Source data:
== Segment start ==
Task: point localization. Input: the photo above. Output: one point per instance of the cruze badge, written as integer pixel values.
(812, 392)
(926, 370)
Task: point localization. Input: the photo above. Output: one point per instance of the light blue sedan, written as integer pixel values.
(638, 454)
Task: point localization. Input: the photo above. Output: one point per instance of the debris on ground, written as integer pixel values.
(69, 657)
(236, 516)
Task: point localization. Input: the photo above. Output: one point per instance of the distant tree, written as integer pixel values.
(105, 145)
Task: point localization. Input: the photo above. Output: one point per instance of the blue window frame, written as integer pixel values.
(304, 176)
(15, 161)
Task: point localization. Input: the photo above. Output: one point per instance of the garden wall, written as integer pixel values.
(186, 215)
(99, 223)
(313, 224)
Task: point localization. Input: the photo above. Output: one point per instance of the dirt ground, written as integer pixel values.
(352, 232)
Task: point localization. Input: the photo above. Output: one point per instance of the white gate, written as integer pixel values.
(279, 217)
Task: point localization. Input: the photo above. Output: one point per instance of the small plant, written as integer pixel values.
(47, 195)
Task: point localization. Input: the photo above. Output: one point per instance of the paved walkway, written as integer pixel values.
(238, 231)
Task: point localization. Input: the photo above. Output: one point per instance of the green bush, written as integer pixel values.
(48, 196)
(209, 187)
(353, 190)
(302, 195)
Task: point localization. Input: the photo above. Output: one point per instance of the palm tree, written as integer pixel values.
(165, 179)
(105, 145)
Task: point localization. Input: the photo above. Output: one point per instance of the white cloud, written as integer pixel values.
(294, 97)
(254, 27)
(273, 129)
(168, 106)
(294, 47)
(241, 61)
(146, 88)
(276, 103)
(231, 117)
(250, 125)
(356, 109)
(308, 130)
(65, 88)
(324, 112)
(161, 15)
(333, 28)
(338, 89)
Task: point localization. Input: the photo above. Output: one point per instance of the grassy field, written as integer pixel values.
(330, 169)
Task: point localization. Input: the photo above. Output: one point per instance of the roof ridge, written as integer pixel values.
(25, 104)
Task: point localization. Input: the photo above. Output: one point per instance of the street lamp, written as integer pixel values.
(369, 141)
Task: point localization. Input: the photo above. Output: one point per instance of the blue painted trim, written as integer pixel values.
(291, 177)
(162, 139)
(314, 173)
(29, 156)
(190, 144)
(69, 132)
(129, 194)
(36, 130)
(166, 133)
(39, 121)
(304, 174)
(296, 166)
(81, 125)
== Segment end ==
Required work | The answer should be the full set of records, reproduced exactly.

Task result |
Task: point localization. Input: the photo above. Output: one point per instance of the cruze badge, written as integer pixel values.
(812, 392)
(926, 370)
Task: point localization. Input: the photo above. Output: one point per instance of the light blue sedan, written as integer pixel values.
(638, 454)
Task: point localization. Input: the photo above. Output: one point per instance of the debris on ground, written as integer pixel values.
(69, 657)
(236, 516)
Task: point localization. Input: the photo above. Output: one point per instance of the distant tree, written as integer pixel values.
(105, 145)
Task: point localization. Input: the photo above. Output: one point per instance of the blue window frame, written as integer pixel values.
(304, 176)
(15, 161)
Task: point localization. Input: the photo above. Output: one point per instance of the garden wall, written as integer pixel values.
(186, 215)
(99, 223)
(313, 224)
Task: point localization. Input: the photo above. Output: one point per instance of the dirt ground, written as integer pixel values.
(352, 232)
Task: point localization. Input: the photo above. Output: one point per instance of the white gate, written as integer pixel values.
(279, 217)
Task: point localization. Input: the photo above. Output: one point per instance of the small plant, written as integer pixel values.
(47, 195)
Task: point localization. Input: the photo above. Output: one point per instance of the paved walkway, written as integer pixel values.
(238, 231)
Task: point localization. Input: the photo above. Output: one point per instance of the green bush, written as integer pixel values.
(48, 196)
(209, 187)
(353, 190)
(302, 195)
Task: point localization. Input: the photo above. Output: one point per instance of the palm tree, written as integer pixel values.
(165, 179)
(105, 145)
Task: point localization. Input: the photo above. Output: one point per instance of the white cloud, written as integer pixel values.
(294, 97)
(254, 27)
(273, 129)
(168, 106)
(294, 47)
(241, 61)
(146, 88)
(276, 103)
(231, 117)
(250, 125)
(356, 109)
(308, 130)
(65, 88)
(324, 112)
(161, 15)
(333, 28)
(338, 89)
Task: point localization. Input: the photo above. Output: one point per instance of the grassy field, written as integer pixel values.
(330, 169)
Task: point localization. Input: the photo above. Output: one point per instance of the roof ridge, written as integer pixel values.
(25, 104)
Task: point localization. Input: the photo above. Output: one point per instance of the street lamp, written as integer pixel values.
(369, 141)
Task: point localization. Input: the photo above. Output: one point per instance of the blue painted trim, written as integer pixel values.
(291, 177)
(162, 139)
(314, 173)
(29, 156)
(190, 144)
(69, 132)
(129, 194)
(36, 130)
(166, 133)
(39, 121)
(304, 174)
(296, 166)
(81, 125)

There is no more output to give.